Task requirements →
Output every line of the listing as it stands.

==============================

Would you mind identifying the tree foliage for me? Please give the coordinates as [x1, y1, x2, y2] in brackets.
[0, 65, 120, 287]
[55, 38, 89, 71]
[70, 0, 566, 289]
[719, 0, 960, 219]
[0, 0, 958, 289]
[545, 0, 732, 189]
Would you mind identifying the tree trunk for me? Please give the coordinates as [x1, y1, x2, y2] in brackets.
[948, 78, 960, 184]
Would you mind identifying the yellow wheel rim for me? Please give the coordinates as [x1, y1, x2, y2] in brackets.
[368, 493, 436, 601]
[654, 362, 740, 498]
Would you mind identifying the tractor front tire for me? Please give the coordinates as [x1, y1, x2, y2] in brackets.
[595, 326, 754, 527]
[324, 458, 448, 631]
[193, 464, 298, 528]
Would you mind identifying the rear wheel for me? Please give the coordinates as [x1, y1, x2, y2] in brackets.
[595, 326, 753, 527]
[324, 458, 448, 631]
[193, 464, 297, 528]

==============================

Your response →
Would you mind identifying the tree foliage for me? Please give the coordinates as [x1, y1, x2, y2] in brackets.
[0, 65, 120, 287]
[55, 38, 89, 71]
[70, 0, 566, 289]
[719, 0, 960, 219]
[0, 0, 958, 289]
[545, 0, 732, 189]
Would you mind identifying the tree trunk for me? Please give the coordinates as [x1, y1, x2, y2] in brackets.
[948, 78, 960, 184]
Would you mind identifying the yellow wheel rim for me? Please give the coordinates as [x1, y1, x2, y2] in brackets.
[368, 493, 436, 601]
[654, 362, 740, 498]
Would you mind identifying the tractor front tire for me? Please give the coordinates as [x1, y1, x2, y2] in brackets.
[595, 326, 754, 527]
[324, 458, 448, 631]
[193, 464, 298, 528]
Would you mind identifying the rear wheel for me? Please give the coordinates as [x1, y1, x2, y2] in brackets.
[595, 326, 753, 527]
[324, 458, 448, 631]
[193, 464, 297, 528]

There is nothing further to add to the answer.